## Problem requirements
Please list every gamified mechanic that the passage on gamified modeling tools says ModelGame uses.

## Source passage
ModelGame [39] is defined as a model that makes use of gamification to improve software modeling education, with a specific focus on the quality of the produced models. ModelGame defines challenges in the form of missions and scenarios that the student must overcome using software modeling, and uses points, progress indicators, and feedback as its gamified mechanics to improve the modeling process; furthermore, it defines 10 different quality metrics to assess the models such as scope quality (contextualization between the model and the challenge), syntactic quality (how much the model respects the modeling language’s conventions), and semantic quality (how much the model matches with the domain of the challenge). A qualitative evaluation of ModelGame has been performed by having a survey among software modeling instructors, with 94.7% of the participants agreeing that using it in a classroom environment could be helpful by having gamification as a strategy for improving the quality of the models produced by students.

Marín [40] describes an example of a serious game used to teach students about the basics of BPMN modeling: students are tasked with completing BPMN models by selecting among a set of available diagram elements the ones that are most suitable to correctly model the process at hand. The game offers a set of challenges of increasing difficulty, starting from a basic level, then going up to the medium level once the basic is completed, and to the advanced one in a similar fashion if the medium level is completed. Semantic questions that gauge the student’s understanding of the available constructs are also present and contribute to the student’s final score once the exercise is completed; leaderboards and achievements offer tangible rewards for the effort performed by students in the different exercises. After an evaluation performed by students of a software engineering course, the game was defined as easy to use, fun, and helpful for learning how to model BPMN diagrams; additionally, the presence of achievements and leaderboards was considered encouraging.

Lastly, BPMS-Game, by Mancebo et al. [41], is another tool that is worth mentioning: while it focuses more on the sustainability aspect of business process modeling rather than actual teaching, it still counts as an example of a tool that applies gamification to BPMN, using common staples of gamified tools such as badges, leaderboards, and achievements. BPMS-Game awards users that model business processes according to sustainability rules defined by game administrators with new awards and badges; unfortunately, however, it does not focus on correct syntax rules or good modeling practices.

This analysis of the current state of the art on gamified or game-based approaches to teaching modeling languages has shown that there is no example yet of a gamified platform for teaching BPMN modeling practices to students: the currently available tools either do not support the standard, define a different approach or are intended for a different audience and purpose.

2.4 BPMN evaluation

Since our tool was designed for educational purposes, a mechanism to evaluate the correctness of BPMN diagrams was required. We discuss an example of metrics that can be used for such a purpose, following the three main evaluation criteria defined by Dumas et al. [42]: syntactic quality, semantic quality, and pragmatic quality.

## Given information
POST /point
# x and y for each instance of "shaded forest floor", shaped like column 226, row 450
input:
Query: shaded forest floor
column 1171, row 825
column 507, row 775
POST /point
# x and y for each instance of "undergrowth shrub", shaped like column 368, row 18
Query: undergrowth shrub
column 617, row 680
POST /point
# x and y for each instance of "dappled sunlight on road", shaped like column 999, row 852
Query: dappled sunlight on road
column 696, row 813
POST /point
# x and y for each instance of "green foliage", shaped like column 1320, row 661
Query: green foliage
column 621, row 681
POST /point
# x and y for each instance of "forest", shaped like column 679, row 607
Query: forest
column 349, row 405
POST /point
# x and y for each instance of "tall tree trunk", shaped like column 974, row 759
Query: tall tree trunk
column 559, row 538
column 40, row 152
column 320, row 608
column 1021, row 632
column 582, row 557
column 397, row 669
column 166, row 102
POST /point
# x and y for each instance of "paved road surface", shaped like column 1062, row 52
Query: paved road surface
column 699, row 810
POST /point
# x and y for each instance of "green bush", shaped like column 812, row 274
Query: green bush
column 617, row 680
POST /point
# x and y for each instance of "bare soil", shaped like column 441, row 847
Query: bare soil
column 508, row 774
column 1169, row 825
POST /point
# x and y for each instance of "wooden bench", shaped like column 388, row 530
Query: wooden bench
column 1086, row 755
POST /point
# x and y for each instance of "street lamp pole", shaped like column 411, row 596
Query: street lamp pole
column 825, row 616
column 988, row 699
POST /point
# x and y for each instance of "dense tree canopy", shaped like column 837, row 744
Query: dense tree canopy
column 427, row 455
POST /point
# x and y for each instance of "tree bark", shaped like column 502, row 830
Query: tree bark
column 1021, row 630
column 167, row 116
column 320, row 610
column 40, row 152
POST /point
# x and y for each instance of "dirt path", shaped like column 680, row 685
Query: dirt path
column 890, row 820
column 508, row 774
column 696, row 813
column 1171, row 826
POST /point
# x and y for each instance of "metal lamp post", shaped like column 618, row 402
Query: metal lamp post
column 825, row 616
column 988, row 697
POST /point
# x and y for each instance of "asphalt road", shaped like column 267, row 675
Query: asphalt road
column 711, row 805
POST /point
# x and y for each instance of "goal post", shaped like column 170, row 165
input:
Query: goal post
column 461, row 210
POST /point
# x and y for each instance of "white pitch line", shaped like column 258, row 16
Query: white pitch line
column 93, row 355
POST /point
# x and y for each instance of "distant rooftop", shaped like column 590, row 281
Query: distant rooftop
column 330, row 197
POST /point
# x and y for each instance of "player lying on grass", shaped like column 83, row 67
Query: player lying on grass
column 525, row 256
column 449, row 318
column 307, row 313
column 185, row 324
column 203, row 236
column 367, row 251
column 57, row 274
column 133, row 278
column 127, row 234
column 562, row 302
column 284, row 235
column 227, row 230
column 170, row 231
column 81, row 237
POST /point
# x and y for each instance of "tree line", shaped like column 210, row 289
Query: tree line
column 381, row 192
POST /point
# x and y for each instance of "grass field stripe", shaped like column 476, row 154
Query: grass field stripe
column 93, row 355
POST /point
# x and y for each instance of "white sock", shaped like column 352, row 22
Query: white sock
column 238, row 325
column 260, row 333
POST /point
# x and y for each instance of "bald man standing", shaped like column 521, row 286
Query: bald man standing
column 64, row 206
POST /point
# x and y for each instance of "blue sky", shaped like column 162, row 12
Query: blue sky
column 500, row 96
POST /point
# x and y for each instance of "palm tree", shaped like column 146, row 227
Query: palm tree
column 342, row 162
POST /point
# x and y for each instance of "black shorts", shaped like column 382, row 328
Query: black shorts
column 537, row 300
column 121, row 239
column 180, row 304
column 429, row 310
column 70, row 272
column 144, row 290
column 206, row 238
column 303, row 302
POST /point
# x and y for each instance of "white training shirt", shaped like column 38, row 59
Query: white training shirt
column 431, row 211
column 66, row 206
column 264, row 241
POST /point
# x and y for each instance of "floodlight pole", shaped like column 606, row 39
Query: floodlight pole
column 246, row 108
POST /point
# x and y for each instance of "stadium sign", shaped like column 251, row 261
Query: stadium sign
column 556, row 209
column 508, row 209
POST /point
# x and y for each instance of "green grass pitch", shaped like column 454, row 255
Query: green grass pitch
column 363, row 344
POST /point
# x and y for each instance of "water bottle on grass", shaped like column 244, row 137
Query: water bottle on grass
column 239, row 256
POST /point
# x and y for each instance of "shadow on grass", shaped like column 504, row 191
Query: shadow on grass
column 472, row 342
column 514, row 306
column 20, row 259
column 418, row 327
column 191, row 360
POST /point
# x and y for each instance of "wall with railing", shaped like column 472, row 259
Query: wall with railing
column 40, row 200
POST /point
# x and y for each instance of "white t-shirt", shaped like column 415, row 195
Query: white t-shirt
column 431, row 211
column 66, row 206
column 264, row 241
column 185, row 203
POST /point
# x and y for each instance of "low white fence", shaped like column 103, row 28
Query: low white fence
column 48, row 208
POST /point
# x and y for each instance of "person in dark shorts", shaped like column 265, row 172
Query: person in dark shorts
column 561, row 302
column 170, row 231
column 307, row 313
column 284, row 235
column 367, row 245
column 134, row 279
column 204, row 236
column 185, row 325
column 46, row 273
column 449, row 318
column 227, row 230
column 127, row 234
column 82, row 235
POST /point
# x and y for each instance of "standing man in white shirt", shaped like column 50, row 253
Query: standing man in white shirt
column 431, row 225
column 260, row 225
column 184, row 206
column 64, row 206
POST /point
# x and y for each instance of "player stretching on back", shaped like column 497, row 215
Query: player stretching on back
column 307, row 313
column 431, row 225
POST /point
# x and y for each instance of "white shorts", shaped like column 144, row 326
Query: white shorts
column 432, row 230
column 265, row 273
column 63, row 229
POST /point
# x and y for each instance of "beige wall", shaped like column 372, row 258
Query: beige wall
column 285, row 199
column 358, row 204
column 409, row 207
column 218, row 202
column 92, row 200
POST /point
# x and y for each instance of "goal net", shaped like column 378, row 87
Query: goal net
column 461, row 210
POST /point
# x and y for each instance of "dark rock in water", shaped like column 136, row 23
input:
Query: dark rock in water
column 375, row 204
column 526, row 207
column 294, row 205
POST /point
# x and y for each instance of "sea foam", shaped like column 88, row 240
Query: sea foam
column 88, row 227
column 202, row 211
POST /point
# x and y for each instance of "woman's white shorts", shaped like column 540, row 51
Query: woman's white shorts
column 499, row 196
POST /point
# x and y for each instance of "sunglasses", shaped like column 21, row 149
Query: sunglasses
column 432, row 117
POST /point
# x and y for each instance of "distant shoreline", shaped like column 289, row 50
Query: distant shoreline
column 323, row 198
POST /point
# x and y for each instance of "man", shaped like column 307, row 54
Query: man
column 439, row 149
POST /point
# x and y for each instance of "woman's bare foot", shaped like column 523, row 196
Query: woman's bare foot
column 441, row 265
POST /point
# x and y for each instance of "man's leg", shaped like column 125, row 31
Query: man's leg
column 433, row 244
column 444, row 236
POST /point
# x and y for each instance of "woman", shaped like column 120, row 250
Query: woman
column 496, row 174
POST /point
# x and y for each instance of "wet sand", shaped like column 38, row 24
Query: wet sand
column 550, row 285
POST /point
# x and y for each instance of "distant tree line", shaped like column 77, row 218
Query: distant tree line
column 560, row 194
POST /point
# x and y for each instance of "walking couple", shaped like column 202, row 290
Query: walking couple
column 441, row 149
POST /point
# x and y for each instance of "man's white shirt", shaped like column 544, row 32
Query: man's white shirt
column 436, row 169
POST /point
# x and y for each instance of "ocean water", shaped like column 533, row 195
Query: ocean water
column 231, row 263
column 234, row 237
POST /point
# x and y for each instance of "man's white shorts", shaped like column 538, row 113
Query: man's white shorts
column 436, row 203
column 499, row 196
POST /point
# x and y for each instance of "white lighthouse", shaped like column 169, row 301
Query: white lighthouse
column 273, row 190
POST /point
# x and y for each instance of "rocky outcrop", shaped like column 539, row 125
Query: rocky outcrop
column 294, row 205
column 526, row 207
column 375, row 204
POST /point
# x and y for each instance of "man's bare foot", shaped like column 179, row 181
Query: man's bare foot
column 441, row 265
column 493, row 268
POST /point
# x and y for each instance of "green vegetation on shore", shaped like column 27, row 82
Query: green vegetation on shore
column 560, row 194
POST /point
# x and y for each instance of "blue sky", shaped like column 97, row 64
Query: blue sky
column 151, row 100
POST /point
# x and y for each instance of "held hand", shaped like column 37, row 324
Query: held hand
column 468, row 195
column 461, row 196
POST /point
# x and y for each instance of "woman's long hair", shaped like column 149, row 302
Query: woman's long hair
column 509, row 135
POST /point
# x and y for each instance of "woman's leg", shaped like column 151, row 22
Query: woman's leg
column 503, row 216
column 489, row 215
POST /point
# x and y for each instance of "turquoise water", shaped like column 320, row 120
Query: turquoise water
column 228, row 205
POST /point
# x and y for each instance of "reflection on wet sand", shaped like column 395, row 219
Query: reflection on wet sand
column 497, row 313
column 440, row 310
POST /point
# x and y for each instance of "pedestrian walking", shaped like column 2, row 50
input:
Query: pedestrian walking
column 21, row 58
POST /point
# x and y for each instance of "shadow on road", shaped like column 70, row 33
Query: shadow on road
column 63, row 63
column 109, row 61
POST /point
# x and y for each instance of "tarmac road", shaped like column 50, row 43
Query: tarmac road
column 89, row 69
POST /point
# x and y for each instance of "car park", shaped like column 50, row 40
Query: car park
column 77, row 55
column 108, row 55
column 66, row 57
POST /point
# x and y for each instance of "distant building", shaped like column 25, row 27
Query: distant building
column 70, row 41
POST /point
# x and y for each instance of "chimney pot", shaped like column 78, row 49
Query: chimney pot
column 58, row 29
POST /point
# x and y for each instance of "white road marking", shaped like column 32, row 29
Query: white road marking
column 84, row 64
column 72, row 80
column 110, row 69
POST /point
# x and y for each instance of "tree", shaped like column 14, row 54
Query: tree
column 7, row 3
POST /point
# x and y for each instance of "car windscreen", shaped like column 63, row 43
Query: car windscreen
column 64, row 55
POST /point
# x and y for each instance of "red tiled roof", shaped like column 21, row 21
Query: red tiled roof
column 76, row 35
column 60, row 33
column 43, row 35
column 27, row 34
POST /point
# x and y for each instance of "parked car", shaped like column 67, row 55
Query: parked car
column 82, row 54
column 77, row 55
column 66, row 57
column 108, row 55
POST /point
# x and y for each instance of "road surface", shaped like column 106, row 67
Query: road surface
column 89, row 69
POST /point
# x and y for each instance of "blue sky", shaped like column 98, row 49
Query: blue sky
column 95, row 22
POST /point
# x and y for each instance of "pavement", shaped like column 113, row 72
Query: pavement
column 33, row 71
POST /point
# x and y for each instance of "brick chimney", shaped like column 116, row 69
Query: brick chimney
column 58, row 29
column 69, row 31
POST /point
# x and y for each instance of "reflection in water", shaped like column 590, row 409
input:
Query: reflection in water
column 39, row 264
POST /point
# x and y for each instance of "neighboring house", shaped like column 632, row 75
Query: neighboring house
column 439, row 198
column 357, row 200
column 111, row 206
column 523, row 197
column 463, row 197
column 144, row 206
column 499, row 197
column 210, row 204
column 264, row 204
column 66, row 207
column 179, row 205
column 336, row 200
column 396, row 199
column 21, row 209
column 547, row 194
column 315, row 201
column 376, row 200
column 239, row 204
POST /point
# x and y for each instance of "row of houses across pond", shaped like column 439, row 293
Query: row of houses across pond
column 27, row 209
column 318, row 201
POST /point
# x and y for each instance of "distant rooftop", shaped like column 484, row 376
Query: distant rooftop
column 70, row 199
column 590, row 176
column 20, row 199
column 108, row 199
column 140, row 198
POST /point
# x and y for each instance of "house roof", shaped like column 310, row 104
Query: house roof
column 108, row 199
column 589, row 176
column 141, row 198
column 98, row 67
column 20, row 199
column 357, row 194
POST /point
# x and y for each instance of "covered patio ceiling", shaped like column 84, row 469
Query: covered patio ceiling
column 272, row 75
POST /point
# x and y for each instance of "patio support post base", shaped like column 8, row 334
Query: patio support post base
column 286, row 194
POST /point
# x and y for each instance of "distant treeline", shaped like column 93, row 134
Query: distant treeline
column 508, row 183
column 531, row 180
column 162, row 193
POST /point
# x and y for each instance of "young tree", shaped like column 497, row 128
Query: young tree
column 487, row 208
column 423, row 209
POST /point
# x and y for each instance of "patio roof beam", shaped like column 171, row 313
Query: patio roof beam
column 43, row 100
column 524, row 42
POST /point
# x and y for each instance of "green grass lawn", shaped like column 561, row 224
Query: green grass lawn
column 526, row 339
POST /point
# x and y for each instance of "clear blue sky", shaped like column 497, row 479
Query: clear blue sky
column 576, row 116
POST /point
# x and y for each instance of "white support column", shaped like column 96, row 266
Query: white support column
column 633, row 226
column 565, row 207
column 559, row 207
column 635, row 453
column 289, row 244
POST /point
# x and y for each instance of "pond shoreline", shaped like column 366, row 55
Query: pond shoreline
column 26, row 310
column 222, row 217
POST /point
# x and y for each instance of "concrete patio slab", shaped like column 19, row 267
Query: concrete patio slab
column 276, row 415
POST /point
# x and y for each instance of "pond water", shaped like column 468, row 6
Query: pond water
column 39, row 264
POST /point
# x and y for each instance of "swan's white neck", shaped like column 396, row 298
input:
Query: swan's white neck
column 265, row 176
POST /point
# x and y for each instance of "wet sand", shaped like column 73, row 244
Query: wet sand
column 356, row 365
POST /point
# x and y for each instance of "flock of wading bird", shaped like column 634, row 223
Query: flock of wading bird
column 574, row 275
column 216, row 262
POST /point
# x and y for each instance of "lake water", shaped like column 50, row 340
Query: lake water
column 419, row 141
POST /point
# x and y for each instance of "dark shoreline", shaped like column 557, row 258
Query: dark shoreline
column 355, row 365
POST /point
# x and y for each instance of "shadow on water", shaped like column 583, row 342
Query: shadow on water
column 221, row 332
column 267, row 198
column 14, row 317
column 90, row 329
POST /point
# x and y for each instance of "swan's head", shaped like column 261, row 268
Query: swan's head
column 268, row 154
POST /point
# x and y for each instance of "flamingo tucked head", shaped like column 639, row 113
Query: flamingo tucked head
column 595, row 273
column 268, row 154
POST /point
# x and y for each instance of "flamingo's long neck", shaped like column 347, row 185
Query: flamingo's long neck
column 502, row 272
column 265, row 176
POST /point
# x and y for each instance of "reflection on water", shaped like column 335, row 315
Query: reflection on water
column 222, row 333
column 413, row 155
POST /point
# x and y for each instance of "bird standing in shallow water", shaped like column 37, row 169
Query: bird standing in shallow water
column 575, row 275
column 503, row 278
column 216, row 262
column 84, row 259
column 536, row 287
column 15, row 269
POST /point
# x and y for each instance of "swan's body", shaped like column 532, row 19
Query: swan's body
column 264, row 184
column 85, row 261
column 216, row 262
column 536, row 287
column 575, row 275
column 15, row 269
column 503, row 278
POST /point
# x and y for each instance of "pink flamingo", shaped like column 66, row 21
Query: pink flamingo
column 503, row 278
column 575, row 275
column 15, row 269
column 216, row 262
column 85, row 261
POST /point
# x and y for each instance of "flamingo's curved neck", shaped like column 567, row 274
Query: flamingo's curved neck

## Result of this task
Points, progress indicators, and feedback.